* Extract provided:
============================================================

Note that you don't need independence for linearity of the expectation.

Becker A. (Dec 07 2025 at 19:44):

David Ledvinka said:

tsum is for possibly infinite sum, this is why you get the extra Summabilitygoal that requires you to show the sum converges.

okay. so in other words, tsum is specifically for sums that are finite (basing this also on docs), which is why I need to provide a proof that this sum is finite. do I have that right?

Becker A. (Dec 07 2025 at 19:46):

Rémy Degenne said:

Note that you don't need independence for linearity of the expectation.

thanks, yeah I removed that from my second code chunk. but also I'm trying to eventually do something more complicated that does require independence, which is why I got confused and added that in by mistake. so that original question/answer will not go to waste!

David Ledvinka (Dec 07 2025 at 19:49):

No, tsum is for possibly infinite sums that unconditionally converge. They can converge to infinity if they are for example in the type ENNReal (the extended non-negative Reals which is [0,∞])

============================================================

Write out, word for word, the stretch of the forum thread on tsum from "okay. so in" through "have that right?".

============================================================

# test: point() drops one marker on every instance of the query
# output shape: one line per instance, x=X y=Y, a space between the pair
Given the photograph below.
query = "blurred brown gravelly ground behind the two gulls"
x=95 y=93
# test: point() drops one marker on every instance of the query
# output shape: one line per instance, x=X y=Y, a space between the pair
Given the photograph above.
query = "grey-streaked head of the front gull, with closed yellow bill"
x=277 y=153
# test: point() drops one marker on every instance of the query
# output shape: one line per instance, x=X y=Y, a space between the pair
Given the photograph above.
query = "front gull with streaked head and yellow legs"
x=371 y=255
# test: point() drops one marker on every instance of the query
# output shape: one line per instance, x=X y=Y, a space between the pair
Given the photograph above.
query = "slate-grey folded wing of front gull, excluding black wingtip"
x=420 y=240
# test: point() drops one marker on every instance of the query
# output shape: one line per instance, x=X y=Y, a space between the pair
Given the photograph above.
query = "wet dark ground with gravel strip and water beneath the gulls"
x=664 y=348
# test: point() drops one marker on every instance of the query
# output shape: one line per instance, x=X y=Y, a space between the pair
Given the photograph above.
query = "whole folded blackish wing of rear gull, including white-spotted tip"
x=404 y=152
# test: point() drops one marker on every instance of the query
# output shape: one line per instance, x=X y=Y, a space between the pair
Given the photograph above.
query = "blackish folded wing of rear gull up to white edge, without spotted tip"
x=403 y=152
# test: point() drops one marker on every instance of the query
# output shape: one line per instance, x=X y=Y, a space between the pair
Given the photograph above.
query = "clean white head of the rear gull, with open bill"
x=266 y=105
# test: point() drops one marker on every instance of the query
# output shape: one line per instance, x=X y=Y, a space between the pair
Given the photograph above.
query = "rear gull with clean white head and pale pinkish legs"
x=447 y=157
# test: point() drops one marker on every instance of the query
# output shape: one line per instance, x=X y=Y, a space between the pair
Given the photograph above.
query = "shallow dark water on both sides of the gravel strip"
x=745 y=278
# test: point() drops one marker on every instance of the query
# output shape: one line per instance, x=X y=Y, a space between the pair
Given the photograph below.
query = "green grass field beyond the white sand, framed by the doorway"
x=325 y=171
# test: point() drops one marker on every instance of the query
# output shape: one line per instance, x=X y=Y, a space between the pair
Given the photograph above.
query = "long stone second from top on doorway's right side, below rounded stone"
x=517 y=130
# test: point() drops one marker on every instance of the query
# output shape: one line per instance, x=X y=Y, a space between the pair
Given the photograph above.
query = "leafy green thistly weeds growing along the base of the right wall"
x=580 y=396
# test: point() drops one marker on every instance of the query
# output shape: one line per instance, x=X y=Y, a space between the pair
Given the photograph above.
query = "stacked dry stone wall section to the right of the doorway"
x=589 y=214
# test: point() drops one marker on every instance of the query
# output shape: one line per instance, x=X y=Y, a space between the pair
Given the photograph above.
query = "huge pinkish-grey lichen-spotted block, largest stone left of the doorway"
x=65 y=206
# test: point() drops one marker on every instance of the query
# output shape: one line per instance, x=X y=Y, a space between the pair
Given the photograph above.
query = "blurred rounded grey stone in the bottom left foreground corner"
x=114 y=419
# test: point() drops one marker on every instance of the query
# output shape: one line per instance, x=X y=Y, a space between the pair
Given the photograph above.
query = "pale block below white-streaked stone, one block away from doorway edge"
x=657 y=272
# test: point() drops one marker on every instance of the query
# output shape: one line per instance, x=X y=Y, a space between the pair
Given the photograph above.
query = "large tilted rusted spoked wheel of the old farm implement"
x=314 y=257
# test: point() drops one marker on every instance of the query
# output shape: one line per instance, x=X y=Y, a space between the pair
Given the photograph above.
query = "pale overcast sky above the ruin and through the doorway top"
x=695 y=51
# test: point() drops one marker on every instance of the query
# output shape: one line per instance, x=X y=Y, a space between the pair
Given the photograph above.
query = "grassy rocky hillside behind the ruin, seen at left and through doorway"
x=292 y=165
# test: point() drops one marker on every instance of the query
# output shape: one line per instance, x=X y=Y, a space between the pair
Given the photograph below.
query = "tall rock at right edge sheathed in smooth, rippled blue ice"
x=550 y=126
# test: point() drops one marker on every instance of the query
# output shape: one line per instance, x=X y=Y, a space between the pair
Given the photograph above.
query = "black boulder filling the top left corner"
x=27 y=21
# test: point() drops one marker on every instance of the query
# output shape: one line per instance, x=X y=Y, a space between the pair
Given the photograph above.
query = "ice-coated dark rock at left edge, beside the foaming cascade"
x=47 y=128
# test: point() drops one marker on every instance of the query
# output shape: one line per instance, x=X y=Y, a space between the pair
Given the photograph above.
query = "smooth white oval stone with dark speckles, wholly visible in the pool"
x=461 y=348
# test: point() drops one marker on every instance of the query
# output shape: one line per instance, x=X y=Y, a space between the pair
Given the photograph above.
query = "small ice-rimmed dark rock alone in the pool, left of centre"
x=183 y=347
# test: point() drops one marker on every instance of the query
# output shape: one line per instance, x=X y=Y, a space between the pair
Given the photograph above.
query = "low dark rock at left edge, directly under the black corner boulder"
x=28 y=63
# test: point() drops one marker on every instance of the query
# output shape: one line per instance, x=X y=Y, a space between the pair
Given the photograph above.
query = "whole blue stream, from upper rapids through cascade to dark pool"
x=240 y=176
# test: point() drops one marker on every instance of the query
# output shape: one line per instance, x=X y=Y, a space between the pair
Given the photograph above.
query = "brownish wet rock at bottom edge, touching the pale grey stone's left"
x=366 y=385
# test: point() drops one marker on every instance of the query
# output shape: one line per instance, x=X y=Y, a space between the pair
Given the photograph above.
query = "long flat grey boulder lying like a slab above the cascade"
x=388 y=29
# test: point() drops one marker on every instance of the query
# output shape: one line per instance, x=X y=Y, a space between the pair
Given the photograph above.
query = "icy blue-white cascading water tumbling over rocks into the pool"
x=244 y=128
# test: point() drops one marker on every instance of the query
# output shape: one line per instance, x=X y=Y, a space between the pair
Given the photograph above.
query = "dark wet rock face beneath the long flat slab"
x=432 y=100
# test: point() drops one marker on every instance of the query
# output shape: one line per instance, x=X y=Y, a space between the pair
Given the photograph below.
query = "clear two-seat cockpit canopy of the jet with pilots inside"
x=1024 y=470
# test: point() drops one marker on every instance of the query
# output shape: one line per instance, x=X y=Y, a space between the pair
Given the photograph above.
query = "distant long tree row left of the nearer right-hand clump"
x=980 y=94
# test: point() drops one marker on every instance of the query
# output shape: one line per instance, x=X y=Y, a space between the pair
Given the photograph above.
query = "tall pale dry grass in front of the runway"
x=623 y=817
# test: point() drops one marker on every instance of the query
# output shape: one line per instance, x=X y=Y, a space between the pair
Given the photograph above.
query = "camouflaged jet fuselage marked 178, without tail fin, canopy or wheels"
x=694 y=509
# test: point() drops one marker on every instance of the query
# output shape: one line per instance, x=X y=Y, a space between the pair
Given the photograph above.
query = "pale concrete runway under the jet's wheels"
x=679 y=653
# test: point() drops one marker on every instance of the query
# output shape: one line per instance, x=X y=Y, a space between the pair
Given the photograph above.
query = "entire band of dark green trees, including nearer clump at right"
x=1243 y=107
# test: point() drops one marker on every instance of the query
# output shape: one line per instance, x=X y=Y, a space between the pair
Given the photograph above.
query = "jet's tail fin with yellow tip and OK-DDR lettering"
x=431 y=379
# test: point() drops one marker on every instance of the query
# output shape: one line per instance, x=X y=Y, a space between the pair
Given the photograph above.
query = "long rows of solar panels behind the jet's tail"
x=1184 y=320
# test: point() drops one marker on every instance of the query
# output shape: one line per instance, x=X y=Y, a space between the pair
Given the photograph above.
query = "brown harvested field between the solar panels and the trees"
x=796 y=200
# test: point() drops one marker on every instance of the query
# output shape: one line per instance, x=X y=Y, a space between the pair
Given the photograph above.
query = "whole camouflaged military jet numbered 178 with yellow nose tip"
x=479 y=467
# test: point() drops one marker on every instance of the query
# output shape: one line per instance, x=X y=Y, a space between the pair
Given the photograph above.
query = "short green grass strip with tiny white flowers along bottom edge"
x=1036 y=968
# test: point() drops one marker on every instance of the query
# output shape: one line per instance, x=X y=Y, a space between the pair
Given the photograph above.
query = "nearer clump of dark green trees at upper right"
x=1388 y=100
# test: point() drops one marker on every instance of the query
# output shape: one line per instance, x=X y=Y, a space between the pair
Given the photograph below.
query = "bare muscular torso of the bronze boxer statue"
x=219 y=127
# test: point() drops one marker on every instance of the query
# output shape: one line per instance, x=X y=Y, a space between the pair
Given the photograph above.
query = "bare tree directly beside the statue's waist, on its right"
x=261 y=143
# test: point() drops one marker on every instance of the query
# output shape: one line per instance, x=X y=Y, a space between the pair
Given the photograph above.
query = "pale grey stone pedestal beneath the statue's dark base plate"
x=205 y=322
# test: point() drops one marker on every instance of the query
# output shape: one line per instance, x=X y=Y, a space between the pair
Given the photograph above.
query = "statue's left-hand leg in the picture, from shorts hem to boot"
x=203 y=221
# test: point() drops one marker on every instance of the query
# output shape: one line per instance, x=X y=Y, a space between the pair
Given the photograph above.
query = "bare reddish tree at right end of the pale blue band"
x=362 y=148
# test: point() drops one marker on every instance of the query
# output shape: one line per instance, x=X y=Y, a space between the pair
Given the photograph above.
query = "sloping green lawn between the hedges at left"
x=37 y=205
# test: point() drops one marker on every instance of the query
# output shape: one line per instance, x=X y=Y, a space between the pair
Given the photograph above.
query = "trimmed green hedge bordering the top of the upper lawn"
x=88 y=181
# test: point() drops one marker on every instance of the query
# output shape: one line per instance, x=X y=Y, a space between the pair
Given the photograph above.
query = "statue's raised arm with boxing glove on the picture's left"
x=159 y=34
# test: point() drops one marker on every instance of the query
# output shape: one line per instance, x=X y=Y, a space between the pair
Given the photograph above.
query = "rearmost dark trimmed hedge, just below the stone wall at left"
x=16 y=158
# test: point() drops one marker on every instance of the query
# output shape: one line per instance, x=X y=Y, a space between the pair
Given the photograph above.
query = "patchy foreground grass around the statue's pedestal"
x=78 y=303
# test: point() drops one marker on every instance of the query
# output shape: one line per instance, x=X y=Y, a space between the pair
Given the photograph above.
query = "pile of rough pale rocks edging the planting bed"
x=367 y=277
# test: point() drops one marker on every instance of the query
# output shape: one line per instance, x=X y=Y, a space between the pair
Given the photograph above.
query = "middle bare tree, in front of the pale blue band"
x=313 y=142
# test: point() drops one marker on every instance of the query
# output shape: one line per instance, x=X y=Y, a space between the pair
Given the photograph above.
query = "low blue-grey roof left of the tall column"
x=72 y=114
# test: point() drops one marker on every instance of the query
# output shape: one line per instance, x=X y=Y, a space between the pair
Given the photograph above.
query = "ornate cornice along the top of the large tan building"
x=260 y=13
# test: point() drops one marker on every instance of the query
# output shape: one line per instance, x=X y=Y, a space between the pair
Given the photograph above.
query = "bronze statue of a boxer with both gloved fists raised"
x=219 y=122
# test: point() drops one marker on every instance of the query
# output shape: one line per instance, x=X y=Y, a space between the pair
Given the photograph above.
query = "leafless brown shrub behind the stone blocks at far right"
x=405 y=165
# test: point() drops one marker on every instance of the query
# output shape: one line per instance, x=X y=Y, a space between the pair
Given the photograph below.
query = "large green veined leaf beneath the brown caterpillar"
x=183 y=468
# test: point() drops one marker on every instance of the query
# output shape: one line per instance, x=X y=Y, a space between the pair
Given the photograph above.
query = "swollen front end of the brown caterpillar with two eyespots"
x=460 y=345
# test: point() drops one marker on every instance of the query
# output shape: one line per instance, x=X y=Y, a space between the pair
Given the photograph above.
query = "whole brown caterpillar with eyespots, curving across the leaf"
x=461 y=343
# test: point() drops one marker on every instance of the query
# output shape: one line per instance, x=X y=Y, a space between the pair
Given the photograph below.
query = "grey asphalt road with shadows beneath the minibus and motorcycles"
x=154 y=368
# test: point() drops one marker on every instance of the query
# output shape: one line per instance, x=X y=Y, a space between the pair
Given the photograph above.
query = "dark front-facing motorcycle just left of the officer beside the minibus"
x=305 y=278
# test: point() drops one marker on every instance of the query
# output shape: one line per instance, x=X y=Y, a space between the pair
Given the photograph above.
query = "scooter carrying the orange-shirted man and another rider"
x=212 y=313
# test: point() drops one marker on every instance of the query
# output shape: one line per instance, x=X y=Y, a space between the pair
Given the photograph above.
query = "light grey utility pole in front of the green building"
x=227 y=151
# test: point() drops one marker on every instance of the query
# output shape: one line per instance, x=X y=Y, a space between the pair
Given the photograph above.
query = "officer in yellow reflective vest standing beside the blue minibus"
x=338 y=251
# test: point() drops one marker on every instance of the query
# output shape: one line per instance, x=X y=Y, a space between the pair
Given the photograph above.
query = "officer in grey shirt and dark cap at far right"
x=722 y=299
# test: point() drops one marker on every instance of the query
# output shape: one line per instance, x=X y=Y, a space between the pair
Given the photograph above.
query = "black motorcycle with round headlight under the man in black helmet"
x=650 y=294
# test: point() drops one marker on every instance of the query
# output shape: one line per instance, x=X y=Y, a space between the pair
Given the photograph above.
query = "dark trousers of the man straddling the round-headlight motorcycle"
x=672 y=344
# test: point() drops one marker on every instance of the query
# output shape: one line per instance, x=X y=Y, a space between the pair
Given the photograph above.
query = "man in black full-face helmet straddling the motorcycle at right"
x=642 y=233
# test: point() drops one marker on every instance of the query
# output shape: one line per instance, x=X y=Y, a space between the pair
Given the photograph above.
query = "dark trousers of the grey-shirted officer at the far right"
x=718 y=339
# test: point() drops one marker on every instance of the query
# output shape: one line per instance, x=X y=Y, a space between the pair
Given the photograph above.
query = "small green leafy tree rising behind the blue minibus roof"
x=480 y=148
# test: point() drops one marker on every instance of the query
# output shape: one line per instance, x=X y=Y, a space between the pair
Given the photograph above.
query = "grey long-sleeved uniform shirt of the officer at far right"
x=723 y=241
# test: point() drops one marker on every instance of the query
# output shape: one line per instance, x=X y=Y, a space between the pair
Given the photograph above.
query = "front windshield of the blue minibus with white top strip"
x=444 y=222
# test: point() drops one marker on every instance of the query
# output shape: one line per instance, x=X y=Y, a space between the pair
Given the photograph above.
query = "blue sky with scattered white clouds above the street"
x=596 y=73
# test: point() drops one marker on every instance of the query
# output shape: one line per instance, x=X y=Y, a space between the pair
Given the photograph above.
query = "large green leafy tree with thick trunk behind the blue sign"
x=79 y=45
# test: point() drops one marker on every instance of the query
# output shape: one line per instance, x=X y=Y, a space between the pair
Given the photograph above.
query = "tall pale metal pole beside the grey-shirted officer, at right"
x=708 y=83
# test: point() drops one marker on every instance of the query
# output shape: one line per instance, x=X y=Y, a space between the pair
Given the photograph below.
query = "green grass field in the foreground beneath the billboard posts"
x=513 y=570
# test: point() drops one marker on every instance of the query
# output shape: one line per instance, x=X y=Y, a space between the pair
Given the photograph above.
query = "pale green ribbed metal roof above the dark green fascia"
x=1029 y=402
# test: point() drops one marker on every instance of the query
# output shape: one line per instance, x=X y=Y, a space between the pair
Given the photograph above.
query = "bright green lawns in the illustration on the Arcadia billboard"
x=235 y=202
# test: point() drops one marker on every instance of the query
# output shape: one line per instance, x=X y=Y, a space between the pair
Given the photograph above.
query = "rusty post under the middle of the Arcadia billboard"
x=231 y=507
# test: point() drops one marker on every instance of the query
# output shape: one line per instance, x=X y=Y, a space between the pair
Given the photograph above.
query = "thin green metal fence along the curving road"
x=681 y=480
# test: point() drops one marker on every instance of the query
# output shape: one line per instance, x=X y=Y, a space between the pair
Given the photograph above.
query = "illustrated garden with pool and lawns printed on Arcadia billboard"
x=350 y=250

============================================================

* Worked solution:
okay. so in other words, tsum is specifically for sums that are finite (basing this also on docs), which is why I need to provide a proof that this sum is finite. do I have that right?